■ Excerpted text
/---

Data Collection and Storage System - (1)

Overview

This project aims to establish a system that periodically collects blood sugar data from external sensors, stores, and manages this data in a database. The primary components used for this system include Apache Airflow, Apache Kafka, and PostgreSQL, enabling efficient data processing and storage.

Architecture Components

  1. External API: Blood Sugar Data Provider

    • This is an external API server that provides blood sugar data. The API returns blood sugar data collected from sensors in JSON format.

  2. Apache Airflow: Workflow Management

    • Airflow manages workflows using DAGs (Directed Acyclic Graphs) to periodically call the external API and collect data. The collected data is then sent to the message broker via a Kafka producer.

\---

■ What to work on
**A)** Which lines in the records contain the string "building"? Copy out every such line, matching case exactly.
**B)** How does the article on the blood sugar data pipeline continue? Write its next part, picking up right after its final sentence.

■ Entries provided

/---

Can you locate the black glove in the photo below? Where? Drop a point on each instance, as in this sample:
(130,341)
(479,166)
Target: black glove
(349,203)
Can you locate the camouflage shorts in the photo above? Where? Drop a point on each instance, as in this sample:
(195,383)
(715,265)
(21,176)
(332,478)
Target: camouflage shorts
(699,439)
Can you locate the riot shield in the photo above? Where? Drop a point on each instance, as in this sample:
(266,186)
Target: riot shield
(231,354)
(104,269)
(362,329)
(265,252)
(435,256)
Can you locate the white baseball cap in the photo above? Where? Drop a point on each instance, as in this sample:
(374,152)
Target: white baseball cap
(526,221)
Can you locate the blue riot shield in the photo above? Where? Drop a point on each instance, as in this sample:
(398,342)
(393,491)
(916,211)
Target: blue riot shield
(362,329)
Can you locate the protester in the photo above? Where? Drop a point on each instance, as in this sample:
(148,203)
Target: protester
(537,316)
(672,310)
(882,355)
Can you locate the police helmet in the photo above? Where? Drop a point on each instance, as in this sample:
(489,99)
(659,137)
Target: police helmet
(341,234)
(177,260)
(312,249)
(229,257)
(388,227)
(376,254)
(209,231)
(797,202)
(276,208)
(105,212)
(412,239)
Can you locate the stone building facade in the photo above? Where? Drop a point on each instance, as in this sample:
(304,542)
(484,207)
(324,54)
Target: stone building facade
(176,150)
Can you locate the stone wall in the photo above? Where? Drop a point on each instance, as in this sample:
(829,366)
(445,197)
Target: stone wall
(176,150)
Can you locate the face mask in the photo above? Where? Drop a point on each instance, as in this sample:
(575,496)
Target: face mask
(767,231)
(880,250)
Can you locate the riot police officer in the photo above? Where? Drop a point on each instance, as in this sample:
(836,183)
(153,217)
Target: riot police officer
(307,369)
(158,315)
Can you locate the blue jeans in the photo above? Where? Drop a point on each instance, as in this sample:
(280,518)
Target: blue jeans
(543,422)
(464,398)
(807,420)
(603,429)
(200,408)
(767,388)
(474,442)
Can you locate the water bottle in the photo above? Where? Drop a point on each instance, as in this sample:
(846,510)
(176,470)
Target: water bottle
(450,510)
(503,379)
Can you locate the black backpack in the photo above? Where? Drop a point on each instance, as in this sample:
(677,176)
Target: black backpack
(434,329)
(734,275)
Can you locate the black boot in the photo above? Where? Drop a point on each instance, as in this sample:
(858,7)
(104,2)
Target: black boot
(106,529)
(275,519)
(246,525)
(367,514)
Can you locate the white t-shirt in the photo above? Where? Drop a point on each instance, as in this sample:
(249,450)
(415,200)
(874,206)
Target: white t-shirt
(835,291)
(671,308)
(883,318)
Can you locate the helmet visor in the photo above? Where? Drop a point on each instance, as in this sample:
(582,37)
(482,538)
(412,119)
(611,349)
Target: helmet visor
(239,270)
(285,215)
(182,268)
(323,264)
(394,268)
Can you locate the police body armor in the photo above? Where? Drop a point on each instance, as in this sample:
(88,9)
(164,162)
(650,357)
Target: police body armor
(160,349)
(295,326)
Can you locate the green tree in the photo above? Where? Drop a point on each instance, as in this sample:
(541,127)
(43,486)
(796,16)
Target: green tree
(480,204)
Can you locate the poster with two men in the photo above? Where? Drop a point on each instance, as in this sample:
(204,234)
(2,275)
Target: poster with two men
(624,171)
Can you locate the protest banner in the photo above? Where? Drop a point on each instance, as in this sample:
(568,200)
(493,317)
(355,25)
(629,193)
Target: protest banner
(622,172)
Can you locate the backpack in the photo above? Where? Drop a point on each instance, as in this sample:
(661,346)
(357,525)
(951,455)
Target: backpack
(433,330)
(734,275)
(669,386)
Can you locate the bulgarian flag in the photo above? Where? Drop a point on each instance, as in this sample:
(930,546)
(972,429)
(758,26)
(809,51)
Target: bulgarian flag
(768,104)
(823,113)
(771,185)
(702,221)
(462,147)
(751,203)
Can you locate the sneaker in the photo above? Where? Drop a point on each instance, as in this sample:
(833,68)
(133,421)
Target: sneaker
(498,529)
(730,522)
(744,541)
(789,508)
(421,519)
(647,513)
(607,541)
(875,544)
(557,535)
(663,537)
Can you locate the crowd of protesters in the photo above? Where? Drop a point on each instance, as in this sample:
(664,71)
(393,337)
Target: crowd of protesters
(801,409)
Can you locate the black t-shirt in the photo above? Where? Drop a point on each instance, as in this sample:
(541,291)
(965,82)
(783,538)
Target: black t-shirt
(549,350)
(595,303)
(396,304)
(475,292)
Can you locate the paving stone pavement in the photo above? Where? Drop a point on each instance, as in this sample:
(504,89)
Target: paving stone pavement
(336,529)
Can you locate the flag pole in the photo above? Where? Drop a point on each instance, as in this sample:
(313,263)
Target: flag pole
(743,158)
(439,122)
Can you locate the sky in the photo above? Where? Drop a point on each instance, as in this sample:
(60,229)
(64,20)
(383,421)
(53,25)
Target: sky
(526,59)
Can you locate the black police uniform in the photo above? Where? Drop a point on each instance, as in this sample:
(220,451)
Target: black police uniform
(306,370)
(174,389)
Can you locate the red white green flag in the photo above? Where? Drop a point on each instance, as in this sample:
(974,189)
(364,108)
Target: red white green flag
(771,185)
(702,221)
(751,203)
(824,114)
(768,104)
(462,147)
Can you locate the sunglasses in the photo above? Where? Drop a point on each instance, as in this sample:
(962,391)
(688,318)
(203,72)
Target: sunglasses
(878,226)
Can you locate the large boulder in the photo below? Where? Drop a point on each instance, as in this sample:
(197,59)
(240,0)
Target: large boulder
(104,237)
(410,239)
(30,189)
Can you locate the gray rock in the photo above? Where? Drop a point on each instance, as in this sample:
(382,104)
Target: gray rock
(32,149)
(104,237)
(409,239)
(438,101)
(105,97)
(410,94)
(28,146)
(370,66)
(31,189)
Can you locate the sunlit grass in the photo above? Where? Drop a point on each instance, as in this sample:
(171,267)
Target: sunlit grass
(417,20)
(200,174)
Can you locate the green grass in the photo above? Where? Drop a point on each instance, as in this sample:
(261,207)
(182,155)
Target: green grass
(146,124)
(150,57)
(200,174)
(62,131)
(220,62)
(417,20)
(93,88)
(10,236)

\---

■ Results by task
**A)**
Can you locate the stone building facade in the photo above? Where? Drop a point on each instance, as in this sample:
Target: stone building facade

**B)**
  3. Apache Kafka: Message Broker

    • Kafka is a real-time data streaming platform that receives data sent by Airflow as a topic and makes it available to Kafka consumers.

  4. Kafka Consumer: Data Processing

    • The Kafka consumer subscribes to the Kafka topic and processes the incoming data, preparing it for storage.

  5. PostgreSQL: Database

    • PostgreSQL serves as the database where the processed blood sugar data is stored for further analysis and visualization.

Data Flow

  1. Data Collection: Airflow periodically sends HTTP requests to the External API to fetch the latest blood sugar data.

  2. Data Transmission: The fetched data is serialized into JSON format and sent to Kafka as a message.

  3. Data Consumption: Kafka consumers subscribe to the topic and receive the data, which they then process.

  4. Data Storage: The processed data is inserted into the PostgreSQL database, where it can be queried and analyzed.

Benefits

  • Scalability: Using Kafka allows the system to handle a large volume of data with ease.

  • Reliability: Airflow ensures that data collection tasks are executed as per the schedule, with retry mechanisms in case of failures.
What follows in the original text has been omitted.